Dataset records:

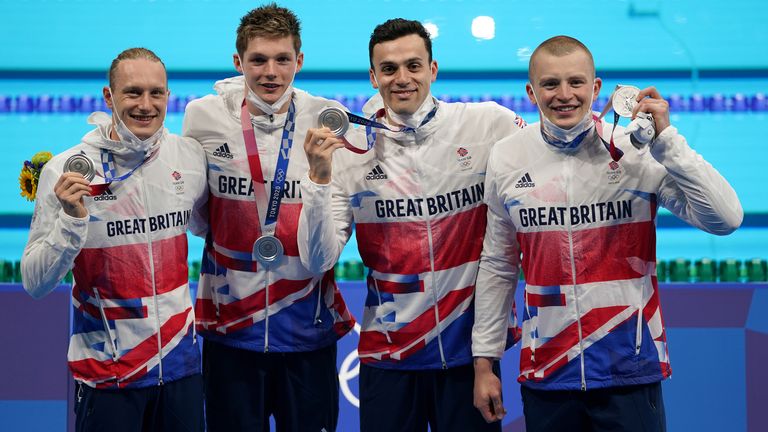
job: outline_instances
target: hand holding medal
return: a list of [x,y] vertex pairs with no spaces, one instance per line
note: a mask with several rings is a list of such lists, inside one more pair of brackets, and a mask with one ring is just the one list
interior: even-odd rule
[[[611,95],[613,111],[620,117],[632,118],[635,114],[635,108],[639,104],[637,100],[639,94],[640,89],[635,86],[616,86],[616,90]],[[650,143],[656,136],[653,116],[644,112],[637,112],[635,119],[624,130],[624,134],[632,134],[629,140],[635,148],[639,149]]]

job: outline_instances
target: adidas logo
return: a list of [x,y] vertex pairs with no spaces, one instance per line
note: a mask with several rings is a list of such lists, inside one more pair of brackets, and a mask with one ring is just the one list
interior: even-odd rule
[[368,175],[365,176],[366,180],[386,180],[387,175],[384,174],[384,170],[381,169],[381,165],[376,165],[376,168],[372,169]]
[[524,176],[520,177],[520,180],[518,180],[515,185],[516,188],[529,188],[534,186],[536,186],[536,183],[533,182],[531,175],[528,173],[525,173]]
[[104,189],[104,192],[102,192],[101,195],[93,197],[94,201],[114,201],[116,199],[117,195],[113,194],[109,188]]
[[234,159],[234,156],[232,156],[232,152],[229,151],[229,144],[227,143],[224,143],[221,147],[214,150],[213,155],[216,157]]

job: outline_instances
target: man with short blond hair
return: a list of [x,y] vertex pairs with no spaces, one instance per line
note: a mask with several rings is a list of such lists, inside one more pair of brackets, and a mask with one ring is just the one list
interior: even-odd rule
[[103,95],[112,115],[91,114],[96,128],[42,171],[24,288],[42,297],[72,269],[78,432],[202,432],[186,229],[205,233],[205,154],[163,127],[168,79],[152,51],[120,53]]
[[[739,199],[670,124],[654,87],[627,101],[633,118],[652,115],[652,140],[630,138],[629,127],[612,132],[592,112],[602,81],[578,40],[543,42],[529,79],[541,121],[489,157],[472,351],[502,355],[522,266],[526,430],[665,431],[661,381],[672,370],[656,280],[657,210],[726,235],[741,224]],[[477,369],[475,379],[484,383],[475,386],[479,406],[503,406],[498,379]]]

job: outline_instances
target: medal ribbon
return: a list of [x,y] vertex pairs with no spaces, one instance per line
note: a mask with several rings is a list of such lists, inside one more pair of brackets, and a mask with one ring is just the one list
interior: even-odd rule
[[603,145],[605,146],[606,150],[608,150],[608,153],[611,154],[611,159],[613,159],[614,162],[618,162],[619,159],[624,156],[624,152],[621,151],[620,148],[616,147],[616,144],[613,142],[613,132],[616,130],[616,125],[619,124],[619,115],[616,114],[616,112],[613,113],[613,128],[611,129],[610,143],[605,142],[601,135],[601,131],[603,130],[603,121],[601,117],[592,115],[592,118],[595,120],[595,132],[597,132],[598,138],[600,138],[600,141],[603,142]]
[[243,99],[240,109],[240,124],[243,128],[243,139],[245,140],[245,150],[248,155],[248,166],[251,170],[251,181],[253,182],[253,195],[256,199],[257,216],[261,219],[264,215],[264,223],[261,226],[262,235],[274,235],[277,229],[277,215],[280,212],[280,202],[283,199],[283,190],[285,189],[285,178],[288,174],[288,163],[290,162],[291,147],[293,146],[293,131],[296,128],[295,122],[296,106],[291,100],[288,107],[288,115],[283,125],[283,136],[280,141],[280,154],[275,165],[275,177],[272,180],[272,187],[267,196],[266,185],[264,184],[264,173],[261,171],[261,158],[259,158],[259,147],[256,144],[256,135],[251,123],[251,115]]
[[[427,113],[427,115],[424,117],[424,120],[421,121],[421,124],[419,124],[418,127],[422,127],[425,124],[427,124],[427,122],[432,120],[432,118],[435,116],[436,113],[437,113],[437,104],[435,104],[435,107],[432,108],[432,110],[429,113]],[[399,130],[393,130],[393,129],[390,129],[385,124],[377,122],[376,121],[377,118],[384,117],[384,115],[386,114],[386,111],[384,110],[384,108],[381,108],[376,113],[374,113],[370,119],[361,117],[357,114],[352,114],[350,112],[347,112],[346,114],[347,114],[347,118],[349,118],[350,123],[355,123],[355,124],[365,126],[365,140],[368,143],[368,148],[363,150],[353,146],[349,142],[344,143],[344,147],[347,150],[357,154],[367,153],[376,144],[376,132],[374,131],[374,128],[386,129],[390,132],[416,132],[416,129],[418,129],[418,128],[412,128],[412,127],[403,127]]]
[[149,153],[141,162],[139,162],[138,165],[133,167],[130,171],[121,176],[115,177],[115,173],[117,172],[117,168],[115,167],[115,157],[112,155],[112,152],[108,151],[107,149],[101,149],[101,166],[104,169],[104,183],[91,185],[91,196],[101,195],[112,183],[128,179],[128,177],[133,175],[137,169],[141,168],[141,166],[144,165],[154,154],[154,152]]

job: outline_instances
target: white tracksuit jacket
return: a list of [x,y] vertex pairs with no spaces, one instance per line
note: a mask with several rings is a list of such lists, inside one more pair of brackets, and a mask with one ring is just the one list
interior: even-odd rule
[[[414,132],[379,132],[365,154],[334,153],[331,185],[305,176],[302,260],[333,266],[354,223],[369,269],[358,354],[391,369],[470,363],[475,277],[485,232],[491,145],[522,119],[493,103],[438,102]],[[362,141],[364,128],[348,133]]]
[[[108,138],[109,128],[108,120],[99,124],[45,165],[22,280],[33,297],[42,297],[72,269],[68,357],[75,380],[98,388],[153,386],[200,372],[186,230],[204,234],[205,154],[193,140],[166,131],[130,177],[84,198],[86,218],[71,217],[54,185],[77,153],[94,162],[92,183],[104,183],[100,149],[122,147]],[[115,155],[116,174],[143,159],[143,153]]]
[[[323,108],[341,104],[294,89],[296,128],[275,233],[285,252],[264,268],[252,258],[263,216],[257,214],[240,124],[243,78],[219,81],[214,89],[218,94],[187,106],[183,126],[183,134],[198,140],[208,155],[211,193],[210,232],[195,302],[198,330],[207,339],[250,351],[306,352],[329,346],[352,329],[354,319],[333,271],[313,272],[302,265],[296,229],[302,207],[299,184],[309,167],[307,129],[316,127]],[[270,186],[286,116],[251,116]]]
[[[601,135],[610,138],[611,125]],[[519,381],[551,390],[660,381],[671,374],[656,281],[659,206],[704,231],[735,230],[734,190],[677,129],[637,150],[618,127],[614,162],[593,132],[575,149],[539,123],[499,142],[488,166],[488,228],[473,352],[500,357],[521,262]]]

(TASK OBJECTIVE):
Do not include images; quote all of the entries above exactly.

(TASK SOLUTION):
job: outline_instances
target: hand holding medal
return: a list of [x,y] vertex pairs with no spaces, one instance per line
note: a mask with several rings is a list of such lists, inside one more pair of brackets, and a mask with one ring is just the one list
interior: even-odd rule
[[[611,95],[613,111],[620,117],[632,118],[635,114],[635,108],[639,104],[637,100],[639,94],[640,89],[635,86],[616,86],[616,90]],[[650,143],[656,136],[653,116],[644,112],[637,112],[635,119],[624,130],[624,134],[632,134],[629,140],[635,148],[639,149]]]

job: outline_instances
target: adidas logo
return: a list of [x,y] vertex pairs with no spaces, one instance per line
note: a mask with several rings is a list of such lists, inside one more pair of brackets, and a mask with one ring is just the one list
interior: even-odd rule
[[368,175],[365,176],[366,180],[386,180],[387,175],[384,174],[384,170],[381,169],[381,165],[376,165],[376,168],[372,169]]
[[524,176],[520,177],[520,180],[518,180],[515,185],[516,188],[529,188],[534,186],[536,186],[536,183],[533,182],[531,175],[528,173],[525,173]]
[[104,189],[104,192],[102,192],[101,195],[93,197],[94,201],[114,201],[116,199],[117,195],[113,194],[109,188]]
[[234,159],[234,156],[232,156],[232,152],[229,151],[229,144],[227,143],[224,143],[221,147],[214,150],[213,155],[216,157]]

job: outline_instances
target: man with short blond hair
return: a list of [x,y] vertex pairs with no spaces, one instance per line
note: a mask with several rings is a list of such lists, inside one more pair of brackets, and a mask with one ring is just the one list
interior: even-odd rule
[[103,95],[112,115],[91,114],[96,128],[42,171],[24,288],[42,297],[72,269],[78,432],[202,432],[186,229],[205,233],[205,154],[163,127],[168,79],[152,51],[120,53]]
[[[739,199],[670,124],[654,87],[627,101],[633,118],[652,115],[652,140],[630,138],[629,127],[612,132],[592,112],[602,81],[578,40],[543,42],[529,79],[541,121],[489,157],[472,351],[502,355],[522,266],[526,430],[665,431],[661,381],[672,370],[656,280],[657,210],[726,235],[741,224]],[[477,369],[475,379],[484,383],[475,386],[479,406],[503,406],[498,379]]]

job: outline_instances
target: medal ribbon
return: a list of [x,y] vertex pairs with no spaces, one instance per line
note: a mask with several rings is a list of such lists, inside one more pair of brackets, and a mask with one ring is just the one list
interior: even-odd rule
[[603,145],[605,146],[606,150],[608,150],[608,153],[611,154],[611,159],[613,159],[614,162],[618,162],[619,159],[624,156],[624,152],[621,151],[620,148],[616,147],[616,144],[613,142],[613,132],[616,130],[616,125],[619,124],[619,115],[616,114],[616,112],[613,113],[613,128],[611,129],[610,143],[605,142],[601,135],[601,131],[603,130],[603,121],[601,117],[592,115],[592,118],[595,120],[595,132],[597,132],[598,138],[600,138],[600,141],[603,142]]
[[243,99],[240,109],[240,124],[243,128],[243,139],[245,140],[245,150],[248,155],[248,166],[251,170],[251,181],[253,182],[253,195],[256,199],[257,216],[261,219],[264,215],[264,223],[261,226],[262,235],[274,235],[277,229],[277,215],[280,212],[280,202],[283,199],[283,190],[285,189],[285,178],[288,174],[288,163],[290,162],[291,147],[293,146],[293,131],[296,128],[295,122],[296,106],[291,100],[288,107],[288,115],[283,125],[283,136],[280,141],[280,154],[275,165],[275,177],[272,180],[272,187],[267,196],[266,185],[264,184],[264,173],[261,171],[261,158],[259,158],[259,147],[256,144],[256,135],[251,123],[251,115]]
[[[427,113],[427,115],[424,117],[424,120],[421,121],[421,124],[419,124],[418,127],[422,127],[425,124],[427,124],[427,122],[432,120],[432,118],[435,116],[436,113],[437,113],[437,104],[435,104],[435,107],[432,108],[432,110],[429,113]],[[399,130],[393,130],[393,129],[390,129],[385,124],[377,122],[376,121],[377,118],[384,117],[384,115],[386,114],[386,111],[384,110],[384,108],[381,108],[376,113],[374,113],[370,119],[361,117],[357,114],[352,114],[350,112],[347,112],[346,114],[347,114],[347,118],[349,118],[350,123],[355,123],[355,124],[365,126],[365,140],[368,143],[368,148],[363,150],[353,146],[349,142],[344,143],[344,147],[347,150],[357,154],[367,153],[376,144],[376,132],[374,131],[374,128],[386,129],[390,132],[416,132],[416,129],[418,129],[418,128],[412,128],[412,127],[403,127]]]
[[149,153],[141,162],[139,162],[138,165],[133,167],[130,171],[121,176],[115,177],[115,173],[117,172],[117,168],[115,167],[115,157],[112,155],[112,152],[108,151],[107,149],[101,149],[101,166],[104,169],[104,183],[91,185],[91,196],[101,195],[112,183],[128,179],[128,177],[133,175],[137,169],[141,168],[141,166],[144,165],[154,154],[154,152]]

job: outline_instances
target: white tracksuit jacket
return: a list of [x,y] vertex pairs with no spaces, one instance per line
note: a mask with several rings is a list of such lists, inside one more pair of brackets, and a mask with one ring is just the one list
interior: even-odd rule
[[[414,132],[379,132],[365,154],[334,153],[331,185],[305,176],[302,260],[333,266],[354,223],[369,269],[358,354],[391,369],[470,363],[475,277],[485,232],[491,145],[522,119],[493,103],[438,102]],[[362,141],[364,128],[348,133]]]
[[[108,138],[109,128],[108,120],[99,124],[45,165],[22,280],[33,297],[42,297],[72,269],[68,357],[75,380],[98,388],[153,386],[200,372],[186,230],[204,234],[205,154],[193,140],[166,131],[130,177],[84,198],[86,218],[71,217],[54,185],[77,153],[94,162],[92,183],[104,183],[100,149],[122,147]],[[115,155],[116,174],[143,159],[143,153]]]
[[[323,108],[341,104],[294,89],[296,128],[275,233],[285,252],[264,268],[252,258],[263,216],[257,214],[240,124],[243,78],[219,81],[214,89],[218,94],[187,106],[183,126],[183,134],[198,140],[208,155],[211,193],[210,232],[195,302],[198,330],[207,339],[250,351],[306,352],[329,346],[352,329],[354,319],[333,271],[313,272],[302,265],[296,229],[302,207],[299,184],[309,167],[307,129],[316,127]],[[270,186],[286,116],[251,116]]]
[[[601,135],[610,138],[611,125]],[[519,381],[551,390],[660,381],[671,374],[656,281],[659,206],[704,231],[735,230],[734,190],[677,129],[637,150],[618,127],[614,162],[593,132],[575,149],[539,123],[499,142],[488,166],[488,228],[473,352],[500,357],[521,262]]]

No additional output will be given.